▶ **YOUR GOAL**:
What do the lines from the one containing "Drop a point on each instance of the blurred" through the end of the entries say? Quote them exactly, and only them.
===== PROVIDED INFORMATION
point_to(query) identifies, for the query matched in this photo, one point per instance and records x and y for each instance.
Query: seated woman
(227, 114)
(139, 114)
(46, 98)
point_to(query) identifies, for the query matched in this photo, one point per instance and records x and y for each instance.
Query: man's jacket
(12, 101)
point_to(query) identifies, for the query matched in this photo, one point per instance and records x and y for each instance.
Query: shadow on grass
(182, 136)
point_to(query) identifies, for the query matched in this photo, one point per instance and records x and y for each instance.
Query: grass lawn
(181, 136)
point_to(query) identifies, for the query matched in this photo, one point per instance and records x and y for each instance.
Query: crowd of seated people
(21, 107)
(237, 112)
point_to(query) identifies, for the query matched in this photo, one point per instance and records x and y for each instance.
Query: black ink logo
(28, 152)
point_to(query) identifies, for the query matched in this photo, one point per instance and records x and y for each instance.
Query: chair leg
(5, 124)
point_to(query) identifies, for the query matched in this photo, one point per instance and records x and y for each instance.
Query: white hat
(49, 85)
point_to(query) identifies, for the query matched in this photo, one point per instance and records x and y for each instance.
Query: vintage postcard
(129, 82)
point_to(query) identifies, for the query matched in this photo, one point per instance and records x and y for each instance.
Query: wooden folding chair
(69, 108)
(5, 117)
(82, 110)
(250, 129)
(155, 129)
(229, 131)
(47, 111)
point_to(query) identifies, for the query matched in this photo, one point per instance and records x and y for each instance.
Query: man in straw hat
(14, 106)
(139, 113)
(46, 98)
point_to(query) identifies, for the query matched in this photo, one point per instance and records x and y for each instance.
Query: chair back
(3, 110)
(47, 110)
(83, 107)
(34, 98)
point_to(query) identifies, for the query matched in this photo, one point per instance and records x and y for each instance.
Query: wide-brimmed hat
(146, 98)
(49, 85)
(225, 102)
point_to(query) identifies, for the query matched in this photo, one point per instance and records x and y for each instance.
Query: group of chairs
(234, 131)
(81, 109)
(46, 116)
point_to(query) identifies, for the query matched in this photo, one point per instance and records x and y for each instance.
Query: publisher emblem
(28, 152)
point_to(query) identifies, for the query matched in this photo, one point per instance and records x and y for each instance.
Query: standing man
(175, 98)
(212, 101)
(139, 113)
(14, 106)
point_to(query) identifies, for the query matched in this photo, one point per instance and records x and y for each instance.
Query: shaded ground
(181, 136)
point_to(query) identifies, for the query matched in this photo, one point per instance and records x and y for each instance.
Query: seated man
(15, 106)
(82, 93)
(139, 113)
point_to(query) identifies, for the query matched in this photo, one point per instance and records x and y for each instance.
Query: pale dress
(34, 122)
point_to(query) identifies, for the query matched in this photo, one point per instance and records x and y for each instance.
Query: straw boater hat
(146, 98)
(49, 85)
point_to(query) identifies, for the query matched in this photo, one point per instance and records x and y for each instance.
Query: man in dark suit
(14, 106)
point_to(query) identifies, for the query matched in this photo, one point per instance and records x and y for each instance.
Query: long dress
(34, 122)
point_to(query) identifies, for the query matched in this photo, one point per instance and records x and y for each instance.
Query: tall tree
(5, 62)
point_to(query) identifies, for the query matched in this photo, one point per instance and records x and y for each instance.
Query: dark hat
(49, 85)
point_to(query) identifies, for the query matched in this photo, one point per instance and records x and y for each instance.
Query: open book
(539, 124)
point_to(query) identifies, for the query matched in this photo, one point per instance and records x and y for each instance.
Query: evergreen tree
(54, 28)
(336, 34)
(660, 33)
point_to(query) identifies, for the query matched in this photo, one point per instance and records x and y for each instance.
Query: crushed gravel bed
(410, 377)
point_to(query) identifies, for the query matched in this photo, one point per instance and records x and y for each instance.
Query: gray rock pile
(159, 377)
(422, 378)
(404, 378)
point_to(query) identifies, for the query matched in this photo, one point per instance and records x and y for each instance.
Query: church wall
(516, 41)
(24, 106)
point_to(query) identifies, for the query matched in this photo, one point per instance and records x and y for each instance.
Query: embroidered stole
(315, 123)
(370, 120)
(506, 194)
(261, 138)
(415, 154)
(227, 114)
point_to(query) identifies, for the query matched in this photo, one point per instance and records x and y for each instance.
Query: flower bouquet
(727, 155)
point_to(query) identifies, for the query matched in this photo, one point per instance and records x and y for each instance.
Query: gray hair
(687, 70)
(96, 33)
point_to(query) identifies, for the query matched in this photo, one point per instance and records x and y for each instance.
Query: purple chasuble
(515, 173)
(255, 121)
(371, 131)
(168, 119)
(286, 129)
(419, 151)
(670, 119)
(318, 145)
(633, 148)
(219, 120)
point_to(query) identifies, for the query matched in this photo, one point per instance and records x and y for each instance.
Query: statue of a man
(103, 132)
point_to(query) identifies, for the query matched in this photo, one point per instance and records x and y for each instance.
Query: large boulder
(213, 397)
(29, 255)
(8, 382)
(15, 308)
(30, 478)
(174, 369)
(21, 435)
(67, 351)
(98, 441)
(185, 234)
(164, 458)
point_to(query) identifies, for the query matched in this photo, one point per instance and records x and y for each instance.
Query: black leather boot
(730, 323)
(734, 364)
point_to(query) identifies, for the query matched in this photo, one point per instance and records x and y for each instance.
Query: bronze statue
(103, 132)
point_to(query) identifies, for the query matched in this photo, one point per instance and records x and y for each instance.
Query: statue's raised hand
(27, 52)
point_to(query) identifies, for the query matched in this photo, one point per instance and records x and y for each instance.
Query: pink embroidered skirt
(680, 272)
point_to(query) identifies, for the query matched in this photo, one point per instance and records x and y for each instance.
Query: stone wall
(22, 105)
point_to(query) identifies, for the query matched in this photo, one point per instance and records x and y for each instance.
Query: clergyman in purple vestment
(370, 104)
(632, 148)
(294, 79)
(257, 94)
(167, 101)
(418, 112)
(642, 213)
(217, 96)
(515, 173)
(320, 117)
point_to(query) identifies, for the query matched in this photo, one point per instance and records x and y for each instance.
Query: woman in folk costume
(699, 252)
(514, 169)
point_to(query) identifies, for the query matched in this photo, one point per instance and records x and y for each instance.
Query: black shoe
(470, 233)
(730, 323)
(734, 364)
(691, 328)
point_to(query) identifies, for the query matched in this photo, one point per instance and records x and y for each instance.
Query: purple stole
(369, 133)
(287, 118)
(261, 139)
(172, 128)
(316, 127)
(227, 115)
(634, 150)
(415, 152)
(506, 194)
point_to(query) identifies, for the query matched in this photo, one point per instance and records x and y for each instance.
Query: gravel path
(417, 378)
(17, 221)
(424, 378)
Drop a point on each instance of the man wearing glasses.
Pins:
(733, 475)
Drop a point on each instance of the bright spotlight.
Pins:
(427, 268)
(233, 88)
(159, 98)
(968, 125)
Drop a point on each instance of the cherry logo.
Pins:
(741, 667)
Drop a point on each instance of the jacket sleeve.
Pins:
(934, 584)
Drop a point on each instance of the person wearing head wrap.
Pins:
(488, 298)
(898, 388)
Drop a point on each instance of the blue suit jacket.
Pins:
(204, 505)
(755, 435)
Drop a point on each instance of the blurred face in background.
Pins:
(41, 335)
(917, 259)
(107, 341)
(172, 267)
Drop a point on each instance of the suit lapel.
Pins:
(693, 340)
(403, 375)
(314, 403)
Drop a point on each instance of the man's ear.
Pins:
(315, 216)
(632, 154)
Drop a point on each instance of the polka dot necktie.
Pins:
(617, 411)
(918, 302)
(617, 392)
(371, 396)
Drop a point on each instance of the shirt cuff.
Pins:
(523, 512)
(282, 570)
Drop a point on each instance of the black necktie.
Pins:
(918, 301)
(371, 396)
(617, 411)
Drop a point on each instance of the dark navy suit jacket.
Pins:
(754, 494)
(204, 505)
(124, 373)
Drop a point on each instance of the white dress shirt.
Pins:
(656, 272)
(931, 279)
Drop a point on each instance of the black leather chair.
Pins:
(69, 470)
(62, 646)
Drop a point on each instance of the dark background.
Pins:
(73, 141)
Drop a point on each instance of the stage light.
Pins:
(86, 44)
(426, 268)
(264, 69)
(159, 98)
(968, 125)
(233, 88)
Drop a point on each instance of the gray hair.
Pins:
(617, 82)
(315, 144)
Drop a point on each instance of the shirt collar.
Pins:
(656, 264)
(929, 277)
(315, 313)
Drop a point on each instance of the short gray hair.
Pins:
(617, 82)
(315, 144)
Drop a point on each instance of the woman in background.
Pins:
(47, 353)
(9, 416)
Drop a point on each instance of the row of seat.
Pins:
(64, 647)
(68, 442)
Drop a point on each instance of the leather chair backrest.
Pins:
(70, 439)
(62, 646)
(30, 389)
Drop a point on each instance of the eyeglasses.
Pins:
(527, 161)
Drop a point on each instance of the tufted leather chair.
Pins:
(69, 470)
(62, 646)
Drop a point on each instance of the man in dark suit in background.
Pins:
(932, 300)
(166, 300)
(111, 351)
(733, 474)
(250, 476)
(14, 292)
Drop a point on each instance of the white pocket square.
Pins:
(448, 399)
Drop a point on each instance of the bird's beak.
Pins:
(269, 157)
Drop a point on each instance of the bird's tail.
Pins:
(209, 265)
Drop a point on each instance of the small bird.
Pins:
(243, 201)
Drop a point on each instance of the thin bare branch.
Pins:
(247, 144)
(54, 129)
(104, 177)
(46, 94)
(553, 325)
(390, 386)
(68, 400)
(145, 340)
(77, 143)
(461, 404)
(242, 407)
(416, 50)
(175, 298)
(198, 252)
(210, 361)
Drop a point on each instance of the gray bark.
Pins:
==========
▶ **SOLUTION BELOW**:
Drop a point on each instance of the blurred face in background.
Pins:
(41, 335)
(917, 259)
(107, 341)
(172, 267)
Drop a point on each instance of the suit lapel.
Pins:
(693, 340)
(403, 375)
(314, 403)
Drop a point on each instance of the man's ear.
Pins:
(315, 216)
(632, 154)
Drop a point on each instance of the polka dot necktie.
Pins:
(617, 411)
(918, 302)
(617, 392)
(371, 396)
Drop a point on each instance of the shirt cuff.
Pins:
(523, 512)
(282, 570)
Drop a point on each instance of the black necktie.
Pins:
(918, 301)
(371, 396)
(617, 411)
Drop a point on each instance of the dark navy suit jacket.
Pins:
(754, 494)
(204, 505)
(124, 373)
Drop a point on each instance of the white dress shirt.
Pins:
(656, 272)
(931, 279)
Drop a point on each instance of the black leather chair.
Pins:
(69, 470)
(62, 646)
Drop a point on each instance of the dark background.
Pins:
(73, 141)
Drop a point on each instance of the stage light.
Pins:
(86, 44)
(426, 268)
(264, 69)
(159, 98)
(968, 125)
(233, 88)
Drop a point on each instance of the gray hair.
Pins:
(617, 82)
(315, 144)
Drop a point on each instance of the shirt collar.
Pins:
(656, 264)
(929, 277)
(315, 313)
Drop a point on each instance of the short gray hair.
Pins:
(617, 82)
(315, 144)
Drop a point on each instance of the woman in background.
Pins:
(47, 353)
(9, 416)
Drop a point on each instance of the row of seat.
Pins:
(64, 647)
(68, 442)
Drop a point on each instance of the leather chair backrest.
Pins:
(70, 439)
(62, 646)
(30, 389)
Drop a point on each instance of the eyeglasses.
Pins:
(527, 161)
Drop a point on each instance of the tufted leather chair.
Pins:
(69, 470)
(62, 646)
Drop a point on each instance of the man in dark suit in background.
Pins:
(932, 300)
(166, 300)
(111, 351)
(733, 474)
(250, 476)
(14, 292)
Drop a point on each instance of the white pocket square.
Pins:
(448, 399)
Drop a point on each instance of the bird's beak.
Pins:
(269, 157)
Drop a point on each instance of the bird's tail.
Pins:
(209, 265)
Drop a point on each instance of the small bird.
Pins:
(243, 201)
Drop a point on each instance of the thin bare branch.
Pins:
(247, 144)
(54, 129)
(104, 177)
(46, 94)
(553, 325)
(390, 386)
(68, 400)
(145, 340)
(77, 143)
(461, 404)
(242, 407)
(416, 50)
(175, 298)
(198, 252)
(210, 361)
Drop a point on each instance of the gray bark.
Pins:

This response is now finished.